━━ Texto citado
SOCIEDAD › COMO VIVEN LOS ESTUDIANTES SECUNDARIOS ATACADOS E INTIMIDADOS

Después de la amenaza

En un mes y medio, después de la agresión al alumno del Mariano Moreno, a quien le grabaron tres A en el pecho, los estudiantes secundarios no dejaron de recibir llamados amenazantes, sobres misteriosos y también golpes. Aquí algunos cuentan cómo viven, entre la sorpresa, el miedo y la determinación de seguir adelante.

 Por Horacio Cecchi

Sabía que podía ocurrir. Lo había conversado una y otra vez en charlas familiares, desde que reverdeció en la memoria la sombra de la Triple A. Habían ideado una reacción, como quien está atento ante la previsión de un imprevisto, siempre desde la distancia de lo racional. El viernes 12 de julio sonó el teléfono. Era de noche. Atendió su hermana. “Este es un mensaje para Gabriela...”, empezó a decir una voz. No pudo seguir: la hermana cortó y se largó a llorar. Hubo otro llamado y otro corte. La brecha entre la racionalidad y realidad se hizo polvo en un segundo: le había tocado a ella. No fue el primer caso, ni el último. En un mes y medio, desde la primera agresión a un alumno del Mariano Moreno, la comunidad de estudiantes secundarios recibió golpes, amenazas telefónicas, timbrazos, robos, aprietes y sobres con los típicos collages del anonimato. Ellos siguen avanzando, entre sus convicciones, el apoyo de muchos padres y la emergente idea de la seguridad: miran hacia atrás, no caminan solos, cuidan el teléfono, cumplen horarios, cadenas telefónicas y marchas acordonadas. La respuesta es peculiar, y bien definida por la madre de una alumna amenazada: “La paranoia es nuestra, no de ellos”.
━━━━
» Objetivo A: Explica, según el artículo sobre los estudiantes secundarios amenazados, por qué la voz del primer llamado no pudo terminar el mensaje para Gabriela.
━━ Entradas proporcionadas
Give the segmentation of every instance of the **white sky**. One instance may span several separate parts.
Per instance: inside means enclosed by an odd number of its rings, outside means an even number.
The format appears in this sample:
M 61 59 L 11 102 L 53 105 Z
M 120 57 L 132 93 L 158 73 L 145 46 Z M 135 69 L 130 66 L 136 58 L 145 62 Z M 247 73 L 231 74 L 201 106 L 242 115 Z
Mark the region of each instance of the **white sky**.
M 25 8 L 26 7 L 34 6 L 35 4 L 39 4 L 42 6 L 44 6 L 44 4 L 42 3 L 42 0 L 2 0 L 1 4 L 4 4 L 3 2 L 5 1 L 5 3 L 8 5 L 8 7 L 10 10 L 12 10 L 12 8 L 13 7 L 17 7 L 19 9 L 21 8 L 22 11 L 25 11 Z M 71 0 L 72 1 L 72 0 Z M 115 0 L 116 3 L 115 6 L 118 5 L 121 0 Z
━━━━
» Objetivo B: Entrega como lista JSON de cadenas las líneas de las entradas, desde la primera línea de las entradas hasta la línea que contiene "M 120 57 L 132", ambas incluidas, con una cadena por línea y sin las líneas en blanco.

» Respuesta redactada A: La voz no pudo seguir porque la hermana de Gabriela, que había atendido el teléfono, cortó la llamada y se largó a llorar.

» Respuesta redactada B:
[
  "Give the segmentation of every instance of the **white sky**. One instance may span several separate parts.",
  "Per instance: inside means enclosed by an odd number of its rings, outside means an even number.",
  "The format appears in this sample:",
  "M 61 59 L 11 102 L 53 105 Z",
  "M 120 57 L 132 93 L 158 73 L 145 46 Z M 135 69 L 130 66 L 136 58 L 145 62 Z M 247 73 L 231 74 L 201 106 L 242 115 Z"
]